===== PASSAGE TO READ

Several methods can be used to analyze gene expression in specific cell types in the complex nervous system (Table 1). LCM gives precise sampling from a visualized area; however, fixation, sectioning, and UV irradiation of tissue may cause damage to RNA. Moreover, it is difficult to obtain a sample from very complex neural structures with LCM. TRAP and RiboTag allow relatively easy sampling from both simple and complex neural structures. However, the cell type must be genetically defined, which requires the use of transgenic animals. TRAP and RiboTag only collect polysome-bound mRNAs, which may be beneficial depending on the goal of the study. Single-cell transcriptome analysis allows the collection of mRNA from specific cell types, while also measuring their electrophysiological properties. However, the small amount of RNA may hamper expression analysis.

==========

= WHAT THIS TASK INVOLVES =
Resume the passage on methods for profiling gene expression in specific neural cell types, starting right after its final sentence.

===== SUPPLIED ENTRIES

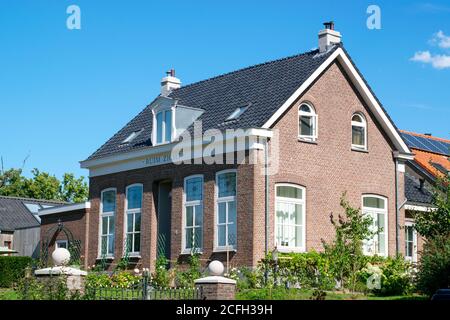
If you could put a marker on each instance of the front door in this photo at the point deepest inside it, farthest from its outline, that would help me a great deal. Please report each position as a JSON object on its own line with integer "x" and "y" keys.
{"x": 164, "y": 217}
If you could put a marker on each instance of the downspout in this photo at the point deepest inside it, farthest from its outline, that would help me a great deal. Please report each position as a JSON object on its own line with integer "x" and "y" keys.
{"x": 397, "y": 210}
{"x": 266, "y": 189}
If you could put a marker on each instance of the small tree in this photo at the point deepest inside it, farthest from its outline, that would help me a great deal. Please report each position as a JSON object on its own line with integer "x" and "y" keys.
{"x": 434, "y": 226}
{"x": 345, "y": 252}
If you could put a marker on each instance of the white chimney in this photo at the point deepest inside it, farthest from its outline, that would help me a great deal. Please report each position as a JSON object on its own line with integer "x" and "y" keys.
{"x": 169, "y": 82}
{"x": 328, "y": 37}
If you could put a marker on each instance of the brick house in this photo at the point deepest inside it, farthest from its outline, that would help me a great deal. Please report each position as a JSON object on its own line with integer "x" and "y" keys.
{"x": 432, "y": 160}
{"x": 312, "y": 129}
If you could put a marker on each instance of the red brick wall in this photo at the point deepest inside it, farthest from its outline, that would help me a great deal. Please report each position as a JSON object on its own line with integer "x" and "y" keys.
{"x": 176, "y": 173}
{"x": 75, "y": 221}
{"x": 329, "y": 167}
{"x": 326, "y": 168}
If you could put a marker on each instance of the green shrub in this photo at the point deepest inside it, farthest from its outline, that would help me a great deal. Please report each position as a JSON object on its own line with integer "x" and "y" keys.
{"x": 98, "y": 280}
{"x": 54, "y": 288}
{"x": 185, "y": 279}
{"x": 434, "y": 266}
{"x": 162, "y": 277}
{"x": 394, "y": 274}
{"x": 124, "y": 280}
{"x": 12, "y": 269}
{"x": 306, "y": 270}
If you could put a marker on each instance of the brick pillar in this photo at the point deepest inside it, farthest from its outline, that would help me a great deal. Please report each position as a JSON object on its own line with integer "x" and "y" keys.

==========

= ANSWER TO THE PROBLEM =
Table 1.Some of the recent studies using LCM, TRAP, RiboTag or Single cell transcriptome analysis techniques in neuronal cells
Recent studies of cell type-specific research are aimed at narrowing the target cell population. This reduces sample population into cells with a more homogeneous gene expression profile, which enables a more sensitive analysis of gene expression. However, when obtaining a gene expression profile from a minor cell population, the limited starting material may distort the transcriptome data. This mainly results from errors in cDNA synthesis or PCR amplification (31, 32). To overcome these problems, sequencing methods without sample amplification are being developed (34-36).
Cell type-specific studies can also aid humanity to fight against brain-related diseases. Specifying the cell types that are affected in the disease or identifying cell populations that respond to known therapeutic agents will give us greater understanding of what causes the disease state and how to cure it. By limiting the target of therapeutic agents to specific cell populations, we can design even more powerful drugs with minimal side-effects.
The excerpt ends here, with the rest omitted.